Problem
Copy the stretch of records from the line containing "Mark the basketball" through the end of the records, both ends included and requests kept as they are, shifting every coordinate in the answers up by 19.

Supplied records
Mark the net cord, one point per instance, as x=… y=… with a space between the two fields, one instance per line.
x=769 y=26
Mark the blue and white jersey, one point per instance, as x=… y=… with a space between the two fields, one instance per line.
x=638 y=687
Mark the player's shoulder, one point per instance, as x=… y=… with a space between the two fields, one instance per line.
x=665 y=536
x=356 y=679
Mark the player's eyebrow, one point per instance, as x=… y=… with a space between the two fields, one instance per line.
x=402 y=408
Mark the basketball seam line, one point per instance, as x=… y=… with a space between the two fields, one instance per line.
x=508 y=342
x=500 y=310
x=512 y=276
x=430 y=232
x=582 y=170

Task result
Mark the basketball seam line, one point per instance, as x=… y=… with a space between the two fields, one instance per line.
x=527 y=361
x=519 y=329
x=531 y=295
x=449 y=251
x=601 y=189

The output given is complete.